You are here
One of the most acclaimed and influential singers of the 20th century, FRANK SINATRA (1915-1998) was born in Hoboken, New Jersey, to Italian immigrant parents. He began his career singing spots on New York radio programs, and as a vocalist with the big bands of Harry James and Tommy Dorsey, becoming a pop idol. His charisma transferred easily to television and film, and Sinatra had important roles in both musicals (Anchors Aweigh, On the Town, Guys and Dolls, High Society, Can-Can) and dramas (From Here to Eternity - winning an Oscar for Best Supporting Actor - The Man with the Golden Arm, Ocean's Eleven, and Von Ryan's Express).
After a string of recordings made for Columbia, he switched to Capitol in 1953 for a long series of best-selling recordings. Sinatra founded his own label, Reprise, in 1961, and cut classic discs for it with Count Basie and Duke Ellington. He announced his retirement in 1971, but returned to active touring and recording in 1973, and he continued entertaining through the rest of his life. Ronald Reagan awarded Sinatra the Presidential Medal of Freedom in 1985.
Frank Sinatra made his Hollywood Bowl debut in 1943 before a legion of adoring bobby-soxers. He returned in 1945, the same year that Anchors Aweigh was released. In that movie he and Gene Kelly played two sailors on leave who crash a rehearsal at the Bowl in order to persuade pianist/conductor José Iturbi to give a break to an aspiring young singer (Kathryn Grayson). Sinatra was back at the Bowl in 1946 for a Jerome Kern program, which also featured Kathryn Grayson, Judy Garland, and Lena Horne.

→ **Material supplied**:
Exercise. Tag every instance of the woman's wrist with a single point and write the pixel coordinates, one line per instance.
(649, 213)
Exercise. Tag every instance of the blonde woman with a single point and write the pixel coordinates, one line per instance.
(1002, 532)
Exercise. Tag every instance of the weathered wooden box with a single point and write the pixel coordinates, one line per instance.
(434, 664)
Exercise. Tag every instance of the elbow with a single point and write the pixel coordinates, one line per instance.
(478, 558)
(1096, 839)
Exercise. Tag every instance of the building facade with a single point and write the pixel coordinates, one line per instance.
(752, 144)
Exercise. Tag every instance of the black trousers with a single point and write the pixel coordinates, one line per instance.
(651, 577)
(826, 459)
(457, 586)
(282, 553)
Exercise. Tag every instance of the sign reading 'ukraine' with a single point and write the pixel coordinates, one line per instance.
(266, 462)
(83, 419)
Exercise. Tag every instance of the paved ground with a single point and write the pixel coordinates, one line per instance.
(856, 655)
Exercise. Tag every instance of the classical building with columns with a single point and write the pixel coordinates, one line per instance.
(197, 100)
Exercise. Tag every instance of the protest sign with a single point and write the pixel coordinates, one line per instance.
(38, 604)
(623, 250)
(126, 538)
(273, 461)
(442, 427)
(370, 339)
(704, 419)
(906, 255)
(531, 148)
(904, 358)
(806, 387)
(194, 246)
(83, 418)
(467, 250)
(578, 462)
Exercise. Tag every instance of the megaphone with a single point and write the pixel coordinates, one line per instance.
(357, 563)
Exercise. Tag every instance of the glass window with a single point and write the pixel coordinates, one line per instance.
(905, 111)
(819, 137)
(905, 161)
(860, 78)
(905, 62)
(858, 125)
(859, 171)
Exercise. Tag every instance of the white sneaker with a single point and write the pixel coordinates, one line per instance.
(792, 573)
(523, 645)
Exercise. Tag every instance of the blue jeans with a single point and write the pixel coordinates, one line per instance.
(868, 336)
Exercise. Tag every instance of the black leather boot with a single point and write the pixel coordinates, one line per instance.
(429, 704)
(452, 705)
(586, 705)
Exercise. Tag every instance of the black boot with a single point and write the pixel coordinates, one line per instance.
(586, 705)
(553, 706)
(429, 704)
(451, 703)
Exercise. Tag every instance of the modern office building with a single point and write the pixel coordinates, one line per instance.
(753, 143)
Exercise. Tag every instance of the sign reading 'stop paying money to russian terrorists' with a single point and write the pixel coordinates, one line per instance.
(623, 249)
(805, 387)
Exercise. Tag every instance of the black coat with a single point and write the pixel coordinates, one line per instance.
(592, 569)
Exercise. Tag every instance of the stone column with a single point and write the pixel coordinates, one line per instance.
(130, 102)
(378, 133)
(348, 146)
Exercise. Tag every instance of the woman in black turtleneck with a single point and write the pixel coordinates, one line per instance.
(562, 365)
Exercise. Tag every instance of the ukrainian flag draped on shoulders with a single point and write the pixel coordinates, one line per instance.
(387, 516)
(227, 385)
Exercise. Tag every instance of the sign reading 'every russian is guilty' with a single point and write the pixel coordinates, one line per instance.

→ **Tasks**:
a) In the Frank Sinatra biography, change "pop idol" to "teen idol" and give everything from "You are here" down to "Von Ryan's Express)." again.
b) Which musicals does the Frank Sinatra biography name as ones in which he had important roles?

→ **List of answers**:
a)
You are here
One of the most acclaimed and influential singers of the 20th century, FRANK SINATRA (1915-1998) was born in Hoboken, New Jersey, to Italian immigrant parents. He began his career singing spots on New York radio programs, and as a vocalist with the big bands of Harry James and Tommy Dorsey, becoming a teen idol. His charisma transferred easily to television and film, and Sinatra had important roles in both musicals (Anchors Aweigh, On the Town, Guys and Dolls, High Society, Can-Can) and dramas (From Here to Eternity - winning an Oscar for Best Supporting Actor - The Man with the Golden Arm, Ocean's Eleven, and Von Ryan's Express).

b) Anchors Aweigh, On the Town, Guys and Dolls, High Society, Can-Can